((

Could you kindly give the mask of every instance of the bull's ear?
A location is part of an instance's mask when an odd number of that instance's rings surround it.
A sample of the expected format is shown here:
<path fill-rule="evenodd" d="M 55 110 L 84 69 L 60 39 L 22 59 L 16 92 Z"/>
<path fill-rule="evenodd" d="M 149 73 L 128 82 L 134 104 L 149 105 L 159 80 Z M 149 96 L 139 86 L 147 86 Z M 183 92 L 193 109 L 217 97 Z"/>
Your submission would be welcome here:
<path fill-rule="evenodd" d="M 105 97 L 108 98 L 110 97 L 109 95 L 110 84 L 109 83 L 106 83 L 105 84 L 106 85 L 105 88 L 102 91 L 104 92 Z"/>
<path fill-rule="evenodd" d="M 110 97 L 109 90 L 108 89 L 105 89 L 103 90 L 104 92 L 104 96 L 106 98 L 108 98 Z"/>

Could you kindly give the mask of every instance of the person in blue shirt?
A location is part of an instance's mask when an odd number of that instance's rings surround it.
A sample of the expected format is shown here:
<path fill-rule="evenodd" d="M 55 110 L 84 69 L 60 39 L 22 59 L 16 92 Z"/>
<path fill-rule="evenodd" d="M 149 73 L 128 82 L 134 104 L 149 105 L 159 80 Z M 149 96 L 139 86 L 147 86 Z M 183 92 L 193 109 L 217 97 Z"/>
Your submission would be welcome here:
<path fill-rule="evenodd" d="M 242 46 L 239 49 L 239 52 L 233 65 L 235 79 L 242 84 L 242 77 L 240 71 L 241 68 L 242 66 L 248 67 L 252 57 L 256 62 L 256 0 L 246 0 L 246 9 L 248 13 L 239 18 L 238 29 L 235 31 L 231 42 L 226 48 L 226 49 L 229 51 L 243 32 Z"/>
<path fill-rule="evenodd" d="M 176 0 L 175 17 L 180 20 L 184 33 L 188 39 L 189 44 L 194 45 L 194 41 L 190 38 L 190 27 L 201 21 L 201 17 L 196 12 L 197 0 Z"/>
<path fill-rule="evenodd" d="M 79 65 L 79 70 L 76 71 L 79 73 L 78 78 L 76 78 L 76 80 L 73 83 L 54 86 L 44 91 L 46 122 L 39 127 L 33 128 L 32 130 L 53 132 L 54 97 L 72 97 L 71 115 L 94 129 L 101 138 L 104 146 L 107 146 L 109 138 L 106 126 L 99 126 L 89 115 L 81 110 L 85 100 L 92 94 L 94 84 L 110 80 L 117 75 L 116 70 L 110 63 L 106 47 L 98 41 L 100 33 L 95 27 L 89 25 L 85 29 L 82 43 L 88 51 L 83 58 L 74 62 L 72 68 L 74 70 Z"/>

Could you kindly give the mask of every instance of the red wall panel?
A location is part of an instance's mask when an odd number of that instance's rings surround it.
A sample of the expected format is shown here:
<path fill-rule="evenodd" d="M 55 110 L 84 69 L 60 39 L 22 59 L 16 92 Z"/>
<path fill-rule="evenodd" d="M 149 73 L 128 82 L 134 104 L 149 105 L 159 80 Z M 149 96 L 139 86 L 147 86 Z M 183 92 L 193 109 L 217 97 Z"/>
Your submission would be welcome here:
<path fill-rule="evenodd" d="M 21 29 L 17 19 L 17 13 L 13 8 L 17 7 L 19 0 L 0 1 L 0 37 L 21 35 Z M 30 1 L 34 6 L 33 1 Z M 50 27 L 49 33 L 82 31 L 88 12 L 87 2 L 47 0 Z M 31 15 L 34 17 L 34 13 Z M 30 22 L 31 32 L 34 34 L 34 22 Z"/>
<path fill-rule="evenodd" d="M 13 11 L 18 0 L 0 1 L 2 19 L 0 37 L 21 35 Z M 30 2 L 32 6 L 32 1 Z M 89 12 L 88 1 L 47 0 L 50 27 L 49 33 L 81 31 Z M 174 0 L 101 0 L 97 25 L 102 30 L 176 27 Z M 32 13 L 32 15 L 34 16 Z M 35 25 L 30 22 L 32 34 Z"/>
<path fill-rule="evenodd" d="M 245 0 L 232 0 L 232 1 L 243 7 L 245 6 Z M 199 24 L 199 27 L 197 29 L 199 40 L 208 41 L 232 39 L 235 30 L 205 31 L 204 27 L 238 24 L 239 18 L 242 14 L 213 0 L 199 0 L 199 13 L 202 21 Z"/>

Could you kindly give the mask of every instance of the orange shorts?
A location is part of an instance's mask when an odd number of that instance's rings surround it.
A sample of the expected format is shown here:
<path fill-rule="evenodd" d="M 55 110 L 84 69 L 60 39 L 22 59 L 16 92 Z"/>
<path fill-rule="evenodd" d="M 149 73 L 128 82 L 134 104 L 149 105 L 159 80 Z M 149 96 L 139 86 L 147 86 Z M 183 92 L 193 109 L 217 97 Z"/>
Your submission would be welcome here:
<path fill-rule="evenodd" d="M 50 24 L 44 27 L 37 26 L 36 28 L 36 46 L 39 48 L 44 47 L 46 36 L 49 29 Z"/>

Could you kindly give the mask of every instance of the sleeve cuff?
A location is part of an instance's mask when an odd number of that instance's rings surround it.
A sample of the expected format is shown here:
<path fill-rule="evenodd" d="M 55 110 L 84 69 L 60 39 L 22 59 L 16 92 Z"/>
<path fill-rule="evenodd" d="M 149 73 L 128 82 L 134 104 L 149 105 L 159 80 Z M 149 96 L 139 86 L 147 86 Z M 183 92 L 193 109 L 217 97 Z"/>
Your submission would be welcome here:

))

→ **DIRECTIONS FOR THIS TASK**
Reproduce the data above verbatim, line for line, from start to finish.

→ **COMPLETE ANSWER**
Could you kindly give the mask of every instance of the bull's ear?
A location is part of an instance's mask when an odd number of that instance's rings surround it.
A sample of the expected format is shown here:
<path fill-rule="evenodd" d="M 55 110 L 84 69 L 60 39 L 22 59 L 16 92 Z"/>
<path fill-rule="evenodd" d="M 149 73 L 128 82 L 134 104 L 149 105 L 159 80 Z M 149 96 L 139 86 L 147 86 Z M 183 92 L 193 109 L 217 97 Z"/>
Your submission would be welcome here:
<path fill-rule="evenodd" d="M 105 97 L 108 98 L 110 97 L 109 95 L 110 84 L 109 83 L 106 83 L 105 84 L 106 85 L 105 88 L 102 91 L 104 92 Z"/>
<path fill-rule="evenodd" d="M 110 97 L 109 90 L 108 89 L 105 89 L 103 90 L 104 92 L 104 96 L 106 98 L 108 98 Z"/>

Could you kindly give the mask of every instance of the person in blue shirt?
A location is part of an instance's mask when an odd number of that instance's rings surround it.
A sample of the expected format is shown here:
<path fill-rule="evenodd" d="M 55 110 L 84 69 L 60 39 L 22 59 L 16 92 Z"/>
<path fill-rule="evenodd" d="M 149 73 L 128 82 L 134 104 L 149 105 L 159 80 Z M 149 96 L 139 86 L 147 86 Z M 183 92 L 193 109 L 217 97 Z"/>
Your submission would be welcome here:
<path fill-rule="evenodd" d="M 242 46 L 239 49 L 239 52 L 233 65 L 235 79 L 242 84 L 242 77 L 240 71 L 241 68 L 242 66 L 248 67 L 252 57 L 256 62 L 256 0 L 246 0 L 246 9 L 248 13 L 239 18 L 238 29 L 235 31 L 231 42 L 226 48 L 226 49 L 229 51 L 243 32 Z"/>
<path fill-rule="evenodd" d="M 176 0 L 175 17 L 180 20 L 184 33 L 188 39 L 189 44 L 194 45 L 194 41 L 190 38 L 190 27 L 201 21 L 201 17 L 196 12 L 197 0 Z"/>
<path fill-rule="evenodd" d="M 79 65 L 79 70 L 76 71 L 79 73 L 78 78 L 76 78 L 76 80 L 73 83 L 54 86 L 44 91 L 46 122 L 39 127 L 33 128 L 32 130 L 53 132 L 54 97 L 72 97 L 71 115 L 94 129 L 101 138 L 104 146 L 107 146 L 109 138 L 106 126 L 99 126 L 89 115 L 81 110 L 85 100 L 92 94 L 94 84 L 110 80 L 117 75 L 116 70 L 110 63 L 106 47 L 98 41 L 100 33 L 95 27 L 89 25 L 85 29 L 82 43 L 88 51 L 83 58 L 74 62 L 72 68 L 74 70 Z"/>

Could you kindly give the mask of every instance of the red wall panel?
A location is part of an instance's mask when an odd number of that instance's rings surround it.
A sample of the expected format is shown here:
<path fill-rule="evenodd" d="M 55 110 L 84 69 L 60 39 L 22 59 L 16 92 Z"/>
<path fill-rule="evenodd" d="M 149 73 L 128 82 L 134 104 L 149 105 L 159 80 Z M 149 96 L 139 86 L 147 86 Z M 183 92 L 193 109 L 217 97 Z"/>
Your submission would be welcome here:
<path fill-rule="evenodd" d="M 21 29 L 17 19 L 17 13 L 13 8 L 17 7 L 19 0 L 0 1 L 0 37 L 21 35 Z M 30 1 L 34 6 L 33 1 Z M 50 27 L 49 33 L 82 31 L 88 12 L 87 2 L 47 0 Z M 31 15 L 34 17 L 34 13 Z M 30 22 L 31 32 L 34 34 L 34 22 Z"/>
<path fill-rule="evenodd" d="M 13 11 L 18 0 L 0 1 L 2 19 L 0 37 L 21 35 Z M 30 2 L 32 6 L 32 1 Z M 89 12 L 88 1 L 47 0 L 50 27 L 49 33 L 81 31 Z M 174 0 L 101 0 L 97 25 L 102 30 L 176 27 Z M 32 13 L 32 15 L 34 16 Z M 35 25 L 30 22 L 32 34 Z"/>
<path fill-rule="evenodd" d="M 245 0 L 232 0 L 232 1 L 243 7 L 245 6 Z M 199 24 L 199 27 L 197 29 L 199 40 L 208 41 L 232 39 L 235 30 L 205 31 L 204 27 L 238 24 L 239 18 L 242 14 L 213 0 L 199 0 L 199 13 L 202 21 Z"/>

Could you kindly give the mask of every instance of the orange shorts?
A location is part of an instance's mask when an odd number of that instance's rings surround it.
A sample of the expected format is shown here:
<path fill-rule="evenodd" d="M 55 110 L 84 69 L 60 39 L 22 59 L 16 92 Z"/>
<path fill-rule="evenodd" d="M 149 73 L 128 82 L 134 104 L 149 105 L 159 80 Z M 149 96 L 139 86 L 147 86 Z M 183 92 L 193 109 L 217 97 Z"/>
Your submission would be welcome here:
<path fill-rule="evenodd" d="M 50 24 L 44 27 L 37 26 L 36 28 L 36 46 L 39 48 L 44 47 L 46 36 L 49 29 Z"/>

Could you kindly give the mask of every instance of the sleeve cuff?
A location is part of an instance's mask when an odd number of that instance's rings surround it.
A sample of the expected format is shown here:
<path fill-rule="evenodd" d="M 55 110 L 84 69 L 60 39 L 22 59 L 16 92 Z"/>
<path fill-rule="evenodd" d="M 149 73 L 128 82 L 134 104 L 149 105 L 159 80 Z M 149 96 L 139 86 L 147 86 Z M 183 92 L 193 109 L 217 97 Z"/>
Your submission would be welcome here:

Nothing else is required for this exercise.